╭─ 提供文章

しかし、これらの技術ではコイル状の方向性電磁鋼板を仕上げ焼鈍した場合、部分的に1次被膜が生成したり、金属酸化物が焼き付いて除去するのが困難であるといった問題点があった。
【0008】
特開平7−278676号公報には、このような表面平滑度の不均一を解決する手段として、塩化物と水素との反応開始温度が600℃以上になるようにすることで、表面平滑度の良好な鋼板を広い面積にわたり均一に実現する技術が開示されている。この技術は仕上げ焼鈍中の雰囲気ガス及び焼鈍分離剤中の水和水分を制御することによりBiOClの分解温度を高め、一定のHCl量を生成しようとするものである。
【0009】
上記特開平7−278676号公報に開示されている技術により、1次被膜の主要成分であるフォルステライトの生成が鋼板表面の広い範囲にわたって均一に抑制することが可能となったが、焼鈍分離剤として用いたAl2 O3 が鋼板表面に焼き付くといった問題点があった。Al2 O3 が鋼板表面に焼き付いた場合には、酸洗あるいはブラッシングなどの手段を用いても除去するのは困難である。
【0010】
【発明が解決しようとする課題】
本発明は方向性電磁鋼板の仕上げ焼鈍工程において、1次被膜の生成を阻害し鋼板表面を平滑化することにより低鉄損を得るための工業的手段を提供することを目的とし、コイル状態であっても均一で金属酸化物等の焼き付きの無い鏡面を得る方法を提供するものである。
【0011】
【課題を解決するための手段】
本発明の要旨は以下の通りである。
(1)質量%で2〜7%のSiを含有する珪素鋼スラブを熱延し、必要に応じて焼鈍を施し、1回の冷延または中間焼鈍を挟む2回以上の冷延を行い、脱炭焼鈍後、焼鈍分離剤を塗布、乾燥し仕上げ焼鈍を行う方向性電磁鋼板の製造方法において、上記焼鈍分離剤として、質量比でMgO:Al2 O3 を3:7〜7:3とした混合物に、ビスマス塩化物を0.5〜15質量%添加したものか、あるいは仕上げ焼鈍中にビスマス塩化物を0.5〜15質量%生成するビスマス化合物と金属の塩素化合物を添加したものを使用することを特徴とする方向性電磁鋼板の製造方法。
【0012】
(2)上記(1)記載の製造方法において、焼鈍分離剤として用いるMgOは、そのクエン酸活性度が100〜300であり、かつ平均粒径が1〜10μmであることを特徴とする方向性電磁鋼板の製造方法。

╰─
╭─ 提供資料

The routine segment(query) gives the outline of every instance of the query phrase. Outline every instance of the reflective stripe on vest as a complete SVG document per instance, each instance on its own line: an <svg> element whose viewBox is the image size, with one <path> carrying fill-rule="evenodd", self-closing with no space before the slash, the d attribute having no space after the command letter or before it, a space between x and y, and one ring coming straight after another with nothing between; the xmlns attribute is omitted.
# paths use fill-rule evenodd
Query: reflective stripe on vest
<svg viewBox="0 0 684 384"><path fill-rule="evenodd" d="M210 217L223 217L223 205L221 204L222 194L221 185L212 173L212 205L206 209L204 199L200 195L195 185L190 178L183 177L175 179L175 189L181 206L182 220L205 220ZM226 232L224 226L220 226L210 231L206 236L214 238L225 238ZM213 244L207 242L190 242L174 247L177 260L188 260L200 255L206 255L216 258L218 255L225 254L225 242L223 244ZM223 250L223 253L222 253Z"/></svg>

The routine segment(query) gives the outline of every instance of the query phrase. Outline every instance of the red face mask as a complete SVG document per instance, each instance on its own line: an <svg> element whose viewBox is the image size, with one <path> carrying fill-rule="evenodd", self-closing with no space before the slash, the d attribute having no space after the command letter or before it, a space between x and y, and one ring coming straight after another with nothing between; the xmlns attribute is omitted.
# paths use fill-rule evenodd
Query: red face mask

╰─

• [設定課題 1]:
方向性電磁鋼板の製造方法に関する文章と照らし合わせ、次の(a)〜(c)がそれぞれ合っているかどうかを「はい」か「いいえ」で判定してください。判定の根拠となる文章中の語句も、そのまま引用して添えてください。
(a) 特開平7−278676号公報の技術では、塩化物と水素との反応開始温度を600℃以上にする。
(b) 鋼板表面に焼き付いたAl2 O3 は、酸洗によって容易に除去できる。
(c) 本発明の要旨(1)で用いる珪素鋼スラブのSi含有量は、質量%で2〜7%である。
• [設定課題 2]:
方向性電磁鋼板の製造方法に関する文章を、最後の文の次から書き継いでください。
資料は使わなくてかまいません。

• [解答例 1]:
(a) はい。「塩化物と水素との反応開始温度が600℃以上になるようにする」
(b) いいえ。「酸洗あるいはブラッシングなどの手段を用いても除去するのは困難である」
(c) はい。「質量%で2〜7%のSiを含有する珪素鋼スラブ」

• [解答例 2]:
(3)上記(1)及び(2)に記載の製造方法において、珪素鋼スラブがさらに質量%で0.003〜0.03%のBiを含有するものであることを特徴とする方向性電磁鋼板の製造方法。
(4)上記(1)乃至(3)のいずれか1項に記載の製造方法において、脱炭焼鈍時の昇温速度を100〜1000℃/秒とすることを特徴とする方向性電磁鋼板の製造方法。
【0013】
【発明の実施の形態】
以下に本発明を更に詳細に説明する。
通常、方向性電磁鋼板を一般的な工程で処理した場合、鋼中の珪素は非常に酸化され易いため、脱炭焼鈍後の鋼板表面には珪素を含有する酸化被膜が形成される。MgOを主成分とする焼鈍分離剤を用いた場合には、仕上げ焼鈍中にMgOと鋼板表面の酸化被膜が反応してフォルステライト被膜を形成するが、ビスマス塩化物、あるいはビスマス化合物と金属の塩素化合物の両方が焼鈍分離剤中に存在すると鋼板表面の酸化層が除去される。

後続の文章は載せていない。